■ **STATED EXERCISE 1**
According to the storm passage, what reading did the wind speed gauge show?
■ **STATED EXERCISE 2**
Decide whether each statement agrees with the storm passage: (a) The crew cooked rice with tinned tomatoes for dinner. (b) Porto Cheli is called the prettiest anchorage. (c) The crew went ashore that evening for provisions.
■ **STATED EXERCISE 3**
Reproduce word for word the part of the storm passage starting at "Suddenly we were" and ending at "from the boat.".

■ **PAGE TEXT**
Suddenly we were blasted with the most forceful wind I have felt yet. I rushed to the wind speed gauge and as the wind was dropping the reading was 37 knots, out of no where. The boat flew back on her anchor and my heart lept as I tried to quickly work out if we were dragging, and soon after if anyone near us was dragging. As I watched the boats strain on their anchors, one by one they disappeared in a sheet of rain heading for us. We were soaked in seconds and running to move anything lying beneath our leaky hatches. Once the moment of panic was over it was exhilarating to watch the force of the storm. It was unlike anything we had ever seen before, and even more incredible to watch it from the boat.
There was no way we could leave the boat to get provisions, so we made an odd concoction of rice and tinned tomatoes for dinner and headed to town early the next day to stock up on essentials before my parents arrived.
Porto Cheli is not the prettiest of anchorages and we wanted to take my parents somewhere prettier for their first night on board. We motored a little out of the bay to one of the lovely little coves and spent half the day checking it wasn’t too rolly or unsettled there. It was great, we would sleep well.

■ **DATA LINES**
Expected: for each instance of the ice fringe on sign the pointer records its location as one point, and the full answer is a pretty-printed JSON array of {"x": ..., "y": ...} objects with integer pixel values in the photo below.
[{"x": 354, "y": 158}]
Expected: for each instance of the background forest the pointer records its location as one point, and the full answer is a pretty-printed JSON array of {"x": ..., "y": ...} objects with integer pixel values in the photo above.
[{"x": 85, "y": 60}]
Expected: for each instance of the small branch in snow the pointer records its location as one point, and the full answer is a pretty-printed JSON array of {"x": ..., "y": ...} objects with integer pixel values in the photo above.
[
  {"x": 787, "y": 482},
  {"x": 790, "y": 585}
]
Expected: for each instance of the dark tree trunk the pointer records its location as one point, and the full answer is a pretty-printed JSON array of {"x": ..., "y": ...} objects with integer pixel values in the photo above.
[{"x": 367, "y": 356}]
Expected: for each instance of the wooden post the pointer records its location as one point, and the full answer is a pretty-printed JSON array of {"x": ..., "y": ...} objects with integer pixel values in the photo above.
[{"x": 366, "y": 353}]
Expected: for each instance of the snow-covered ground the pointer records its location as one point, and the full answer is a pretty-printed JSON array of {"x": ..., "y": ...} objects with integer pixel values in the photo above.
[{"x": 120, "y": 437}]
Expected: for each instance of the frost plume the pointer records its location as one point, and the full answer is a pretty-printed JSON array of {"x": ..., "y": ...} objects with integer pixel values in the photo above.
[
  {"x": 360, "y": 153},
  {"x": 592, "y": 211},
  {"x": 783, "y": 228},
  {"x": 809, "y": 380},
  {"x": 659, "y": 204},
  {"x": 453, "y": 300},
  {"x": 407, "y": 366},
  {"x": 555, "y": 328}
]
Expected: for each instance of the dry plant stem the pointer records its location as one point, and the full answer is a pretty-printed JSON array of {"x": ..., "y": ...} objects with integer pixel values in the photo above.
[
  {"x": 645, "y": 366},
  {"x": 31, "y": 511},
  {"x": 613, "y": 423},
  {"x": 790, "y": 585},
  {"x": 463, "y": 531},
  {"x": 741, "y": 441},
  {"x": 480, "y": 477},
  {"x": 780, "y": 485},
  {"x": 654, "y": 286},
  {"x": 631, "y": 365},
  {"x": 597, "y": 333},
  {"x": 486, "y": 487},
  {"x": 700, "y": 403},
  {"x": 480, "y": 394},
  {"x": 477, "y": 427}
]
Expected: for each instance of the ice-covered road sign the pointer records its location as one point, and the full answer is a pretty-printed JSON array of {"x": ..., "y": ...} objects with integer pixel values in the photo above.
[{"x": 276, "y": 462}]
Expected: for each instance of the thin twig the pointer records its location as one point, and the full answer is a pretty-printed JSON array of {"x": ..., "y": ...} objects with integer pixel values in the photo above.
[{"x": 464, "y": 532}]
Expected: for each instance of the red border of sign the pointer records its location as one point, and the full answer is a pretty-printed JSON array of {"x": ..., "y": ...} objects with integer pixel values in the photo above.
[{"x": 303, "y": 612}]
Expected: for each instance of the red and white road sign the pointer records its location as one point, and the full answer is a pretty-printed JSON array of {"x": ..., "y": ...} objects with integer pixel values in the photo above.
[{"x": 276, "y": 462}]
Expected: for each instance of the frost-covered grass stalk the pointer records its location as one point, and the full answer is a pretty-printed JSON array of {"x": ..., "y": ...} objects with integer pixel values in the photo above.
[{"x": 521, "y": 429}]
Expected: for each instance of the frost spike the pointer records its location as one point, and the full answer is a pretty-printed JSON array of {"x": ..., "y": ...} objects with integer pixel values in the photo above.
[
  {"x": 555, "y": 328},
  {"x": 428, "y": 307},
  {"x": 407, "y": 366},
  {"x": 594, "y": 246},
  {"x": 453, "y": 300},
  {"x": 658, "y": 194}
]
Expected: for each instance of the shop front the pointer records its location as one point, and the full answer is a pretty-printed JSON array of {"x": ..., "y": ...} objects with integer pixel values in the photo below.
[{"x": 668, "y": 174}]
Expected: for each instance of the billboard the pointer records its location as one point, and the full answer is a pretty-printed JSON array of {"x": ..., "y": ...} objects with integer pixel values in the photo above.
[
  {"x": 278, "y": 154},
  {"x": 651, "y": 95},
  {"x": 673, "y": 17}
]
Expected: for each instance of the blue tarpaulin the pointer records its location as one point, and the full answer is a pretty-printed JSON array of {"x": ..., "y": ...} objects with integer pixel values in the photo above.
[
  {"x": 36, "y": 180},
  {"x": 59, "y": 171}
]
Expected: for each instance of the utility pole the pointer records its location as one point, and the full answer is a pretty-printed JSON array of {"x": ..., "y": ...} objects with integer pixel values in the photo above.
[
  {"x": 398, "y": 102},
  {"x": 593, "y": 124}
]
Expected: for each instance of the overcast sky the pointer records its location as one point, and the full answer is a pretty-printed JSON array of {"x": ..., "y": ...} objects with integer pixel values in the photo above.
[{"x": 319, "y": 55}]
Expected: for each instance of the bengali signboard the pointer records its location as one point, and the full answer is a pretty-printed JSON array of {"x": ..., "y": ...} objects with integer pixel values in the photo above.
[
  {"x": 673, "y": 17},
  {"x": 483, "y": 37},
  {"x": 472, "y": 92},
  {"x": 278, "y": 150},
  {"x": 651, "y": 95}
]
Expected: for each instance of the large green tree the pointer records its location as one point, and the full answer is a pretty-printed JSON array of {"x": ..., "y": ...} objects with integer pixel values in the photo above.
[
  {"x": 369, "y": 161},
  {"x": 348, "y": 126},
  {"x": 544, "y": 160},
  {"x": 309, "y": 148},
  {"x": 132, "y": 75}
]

■ **TASK RESPONSE 1**
The gauge read 37 knots, and the wind was already dropping when that reading was taken.

■ **TASK RESPONSE 2**
(a) Yes: "we made an odd concoction of rice and tinned tomatoes for dinner"
(b) No: "Porto Cheli is not the prettiest of anchorages"
(c) No: "There was no way we could leave the boat to get provisions"

■ **TASK RESPONSE 3**
Suddenly we were blasted with the most forceful wind I have felt yet. I rushed to the wind speed gauge and as the wind was dropping the reading was 37 knots, out of no where. The boat flew back on her anchor and my heart lept as I tried to quickly work out if we were dragging, and soon after if anyone near us was dragging. As I watched the boats strain on their anchors, one by one they disappeared in a sheet of rain heading for us. We were soaked in seconds and running to move anything lying beneath our leaky hatches. Once the moment of panic was over it was exhilarating to watch the force of the storm. It was unlike anything we had ever seen before, and even more incredible to watch it from the boat.